### DOCUMENT SEGMENT
-------

A calculus problem by Jose Sacramento

The limit can be found using Stolz–Cesàro theorem as follows.

Theorem 1 (the $\infty/\infty$ case) :
Let $(a_n)_{n\in\mathbb N}$ and $(b_n)_{n\in\mathbb N}$ be two sequences of real numbers such that
(a) $0<b_1 < b_2 < \cdots < b_n < \cdots$ and $\displaystyle \lim_{n\to\infty} b_n = \infty$ .
(b) $\displaystyle \lim_{n\to\infty} \dfrac{a_{n+1} - a_n}{b_{n+1} - b_n} = l \in \mathbb R$ .

Then, $\displaystyle \lim_{n\to\infty} \dfrac{a_n}{b_n}$ exists and is equal to $l$ .

-------

### MATERIAL
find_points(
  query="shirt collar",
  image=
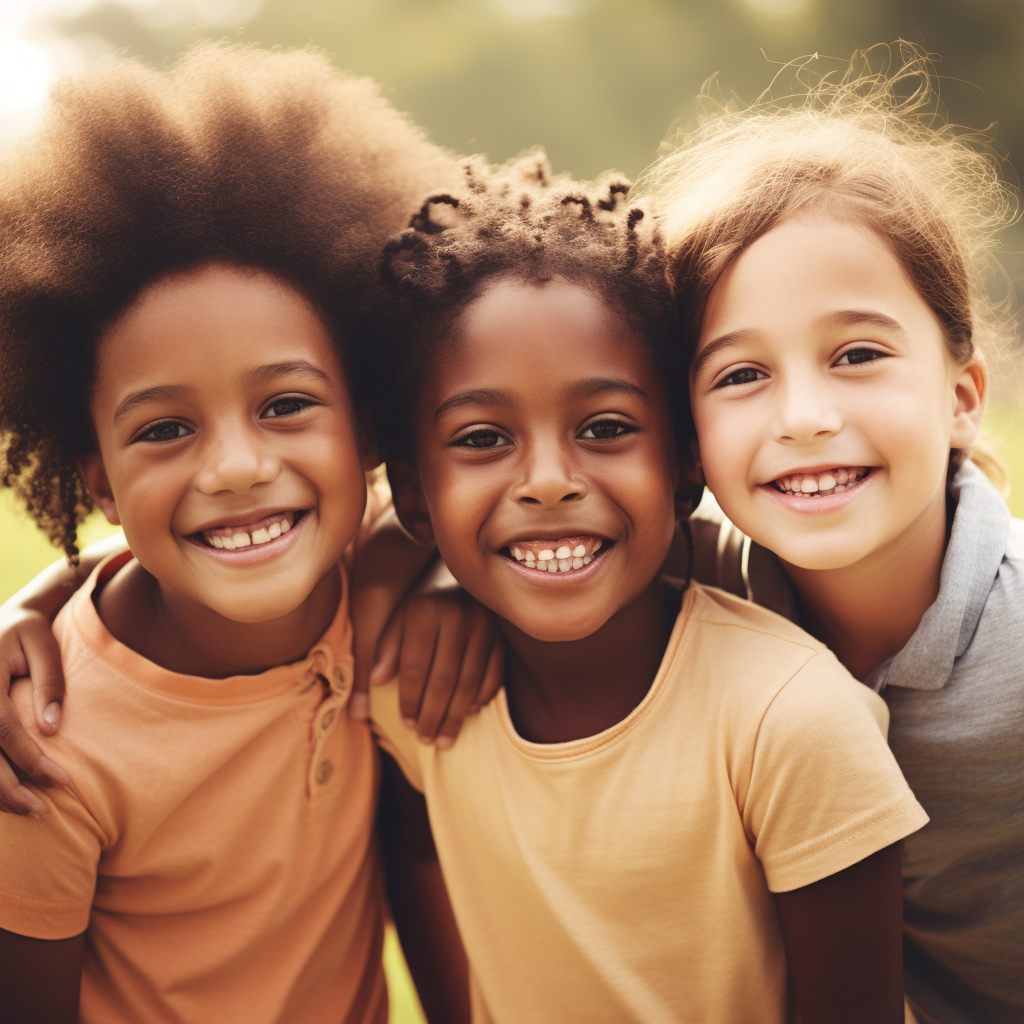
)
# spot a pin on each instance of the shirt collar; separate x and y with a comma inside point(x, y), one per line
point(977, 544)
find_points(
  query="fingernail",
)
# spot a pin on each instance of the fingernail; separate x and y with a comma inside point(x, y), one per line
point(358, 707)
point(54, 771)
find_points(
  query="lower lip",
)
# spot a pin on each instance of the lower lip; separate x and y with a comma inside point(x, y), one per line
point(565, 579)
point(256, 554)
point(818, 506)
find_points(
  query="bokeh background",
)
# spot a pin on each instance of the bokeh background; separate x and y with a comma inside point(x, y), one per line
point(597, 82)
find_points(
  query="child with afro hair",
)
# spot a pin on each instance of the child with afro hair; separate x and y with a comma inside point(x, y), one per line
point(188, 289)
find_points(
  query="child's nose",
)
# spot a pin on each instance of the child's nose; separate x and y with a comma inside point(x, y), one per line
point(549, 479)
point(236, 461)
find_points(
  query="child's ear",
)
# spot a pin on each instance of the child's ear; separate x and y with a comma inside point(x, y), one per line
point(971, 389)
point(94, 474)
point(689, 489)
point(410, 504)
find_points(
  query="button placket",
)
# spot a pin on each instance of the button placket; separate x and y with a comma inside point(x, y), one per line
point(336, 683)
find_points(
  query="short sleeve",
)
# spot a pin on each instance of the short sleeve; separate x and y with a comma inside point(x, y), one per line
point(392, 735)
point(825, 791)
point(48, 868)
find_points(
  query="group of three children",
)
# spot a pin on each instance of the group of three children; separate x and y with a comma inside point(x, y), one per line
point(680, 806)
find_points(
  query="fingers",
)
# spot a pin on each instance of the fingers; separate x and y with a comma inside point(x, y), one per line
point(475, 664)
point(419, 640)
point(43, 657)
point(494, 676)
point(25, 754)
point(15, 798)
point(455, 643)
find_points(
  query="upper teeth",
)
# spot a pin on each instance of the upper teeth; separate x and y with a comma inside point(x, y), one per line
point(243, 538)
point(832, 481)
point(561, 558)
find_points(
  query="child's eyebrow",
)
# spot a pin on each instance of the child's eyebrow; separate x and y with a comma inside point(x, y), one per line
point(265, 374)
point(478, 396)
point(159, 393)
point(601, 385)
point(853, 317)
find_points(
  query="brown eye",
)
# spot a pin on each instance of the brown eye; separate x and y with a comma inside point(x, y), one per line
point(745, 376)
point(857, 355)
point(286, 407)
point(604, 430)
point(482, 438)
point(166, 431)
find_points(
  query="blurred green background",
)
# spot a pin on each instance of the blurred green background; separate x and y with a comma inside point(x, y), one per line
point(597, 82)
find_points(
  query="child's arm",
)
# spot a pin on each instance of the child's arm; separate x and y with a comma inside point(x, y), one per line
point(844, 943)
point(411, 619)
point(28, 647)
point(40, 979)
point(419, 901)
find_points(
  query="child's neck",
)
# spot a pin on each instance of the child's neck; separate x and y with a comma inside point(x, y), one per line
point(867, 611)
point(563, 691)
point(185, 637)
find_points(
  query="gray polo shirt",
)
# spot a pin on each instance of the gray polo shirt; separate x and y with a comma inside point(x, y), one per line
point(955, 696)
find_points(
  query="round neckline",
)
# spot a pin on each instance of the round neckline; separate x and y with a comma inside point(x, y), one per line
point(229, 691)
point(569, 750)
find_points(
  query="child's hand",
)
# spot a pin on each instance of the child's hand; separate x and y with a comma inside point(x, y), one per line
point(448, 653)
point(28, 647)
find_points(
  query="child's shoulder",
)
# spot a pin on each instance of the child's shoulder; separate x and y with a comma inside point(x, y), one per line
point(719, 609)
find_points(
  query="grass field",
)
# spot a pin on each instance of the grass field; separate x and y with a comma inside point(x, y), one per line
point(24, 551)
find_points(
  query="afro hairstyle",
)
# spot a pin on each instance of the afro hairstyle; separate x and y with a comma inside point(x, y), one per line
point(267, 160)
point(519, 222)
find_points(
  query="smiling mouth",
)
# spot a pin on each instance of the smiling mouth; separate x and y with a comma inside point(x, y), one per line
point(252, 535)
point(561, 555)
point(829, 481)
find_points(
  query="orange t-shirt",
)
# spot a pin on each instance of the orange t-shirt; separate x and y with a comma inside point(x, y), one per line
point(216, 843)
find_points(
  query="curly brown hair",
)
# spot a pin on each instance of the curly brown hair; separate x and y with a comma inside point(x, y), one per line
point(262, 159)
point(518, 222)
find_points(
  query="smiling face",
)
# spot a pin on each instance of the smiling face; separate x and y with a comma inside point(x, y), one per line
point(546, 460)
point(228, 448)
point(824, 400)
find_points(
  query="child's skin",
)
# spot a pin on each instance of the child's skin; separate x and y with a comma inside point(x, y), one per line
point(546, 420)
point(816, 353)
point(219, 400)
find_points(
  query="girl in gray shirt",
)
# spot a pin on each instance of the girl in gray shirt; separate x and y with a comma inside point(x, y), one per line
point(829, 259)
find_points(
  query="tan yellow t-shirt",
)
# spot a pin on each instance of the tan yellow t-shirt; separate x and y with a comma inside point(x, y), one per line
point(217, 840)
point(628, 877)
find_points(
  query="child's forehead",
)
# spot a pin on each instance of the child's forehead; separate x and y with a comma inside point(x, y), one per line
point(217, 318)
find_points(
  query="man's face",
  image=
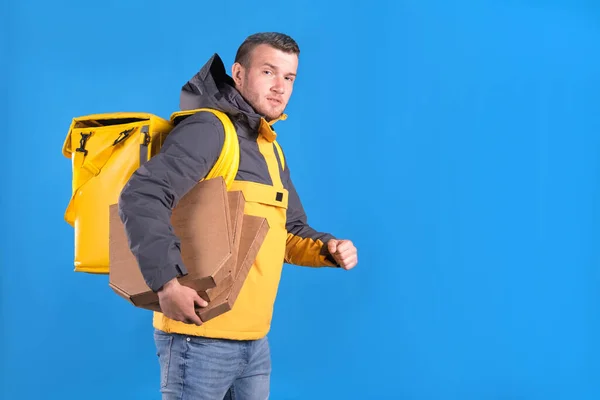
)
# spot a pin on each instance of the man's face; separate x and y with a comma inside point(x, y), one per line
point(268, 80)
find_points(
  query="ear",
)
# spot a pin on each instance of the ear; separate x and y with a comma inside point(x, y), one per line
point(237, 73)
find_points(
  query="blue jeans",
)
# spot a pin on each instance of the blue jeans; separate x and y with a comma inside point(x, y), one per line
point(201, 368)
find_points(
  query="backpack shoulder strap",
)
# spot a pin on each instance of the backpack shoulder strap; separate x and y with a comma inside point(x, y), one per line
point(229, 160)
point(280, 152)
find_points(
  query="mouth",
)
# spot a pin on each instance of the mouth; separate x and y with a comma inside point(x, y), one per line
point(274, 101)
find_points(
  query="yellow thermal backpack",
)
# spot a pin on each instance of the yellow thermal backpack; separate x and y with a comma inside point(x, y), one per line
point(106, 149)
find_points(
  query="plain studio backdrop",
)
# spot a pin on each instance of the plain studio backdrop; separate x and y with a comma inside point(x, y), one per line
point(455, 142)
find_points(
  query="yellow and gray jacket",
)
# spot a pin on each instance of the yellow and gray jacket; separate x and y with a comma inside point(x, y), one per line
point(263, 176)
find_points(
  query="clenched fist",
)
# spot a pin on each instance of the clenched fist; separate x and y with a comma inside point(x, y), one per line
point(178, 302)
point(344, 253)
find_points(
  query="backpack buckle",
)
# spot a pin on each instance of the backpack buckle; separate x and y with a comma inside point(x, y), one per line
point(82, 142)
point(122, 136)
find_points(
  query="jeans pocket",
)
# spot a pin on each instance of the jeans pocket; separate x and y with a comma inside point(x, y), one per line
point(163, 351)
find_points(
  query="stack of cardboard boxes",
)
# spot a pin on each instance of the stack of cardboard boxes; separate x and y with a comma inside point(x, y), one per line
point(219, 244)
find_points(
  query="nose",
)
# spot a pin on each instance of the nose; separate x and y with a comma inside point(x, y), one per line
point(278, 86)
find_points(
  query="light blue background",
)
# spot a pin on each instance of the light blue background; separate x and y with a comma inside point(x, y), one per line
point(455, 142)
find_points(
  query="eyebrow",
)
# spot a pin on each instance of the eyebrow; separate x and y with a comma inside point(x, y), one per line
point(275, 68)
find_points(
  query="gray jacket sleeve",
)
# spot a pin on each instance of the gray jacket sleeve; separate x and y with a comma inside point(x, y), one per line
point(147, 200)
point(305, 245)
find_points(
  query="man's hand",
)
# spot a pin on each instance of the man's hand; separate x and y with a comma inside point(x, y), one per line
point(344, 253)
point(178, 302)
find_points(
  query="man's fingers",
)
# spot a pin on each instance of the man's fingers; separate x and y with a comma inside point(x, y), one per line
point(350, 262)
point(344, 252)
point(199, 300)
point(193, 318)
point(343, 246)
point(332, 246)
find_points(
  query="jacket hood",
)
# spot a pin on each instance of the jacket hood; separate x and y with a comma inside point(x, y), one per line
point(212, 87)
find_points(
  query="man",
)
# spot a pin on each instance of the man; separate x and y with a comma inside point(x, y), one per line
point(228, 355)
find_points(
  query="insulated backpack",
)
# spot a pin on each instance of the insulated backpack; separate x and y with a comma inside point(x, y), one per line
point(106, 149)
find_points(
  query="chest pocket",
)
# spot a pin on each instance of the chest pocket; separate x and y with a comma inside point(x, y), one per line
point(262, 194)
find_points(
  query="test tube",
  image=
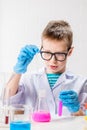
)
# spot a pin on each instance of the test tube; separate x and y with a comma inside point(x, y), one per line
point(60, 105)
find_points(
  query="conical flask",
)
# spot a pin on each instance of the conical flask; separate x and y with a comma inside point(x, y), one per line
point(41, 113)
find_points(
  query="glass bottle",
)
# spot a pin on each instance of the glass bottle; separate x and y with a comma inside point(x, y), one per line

-------

### SET PROBLEM
Update the Stolz–Cesàro text starting at "The limit can" and ending at "equal to $l$ .", and write that part out again with "reals" in place of "real numbers". These records come from a source other than the Stolz–Cesàro text.

### RESPONSE TO THIS EXERCISE
The limit can be found using Stolz–Cesàro theorem as follows.

Theorem 1 (the $\infty/\infty$ case) :
Let $(a_n)_{n\in\mathbb N}$ and $(b_n)_{n\in\mathbb N}$ be two sequences of reals such that
(a) $0<b_1 < b_2 < \cdots < b_n < \cdots$ and $\displaystyle \lim_{n\to\infty} b_n = \infty$ .
(b) $\displaystyle \lim_{n\to\infty} \dfrac{a_{n+1} - a_n}{b_{n+1} - b_n} = l \in \mathbb R$ .

Then, $\displaystyle \lim_{n\to\infty} \dfrac{a_n}{b_n}$ exists and is equal to $l$ .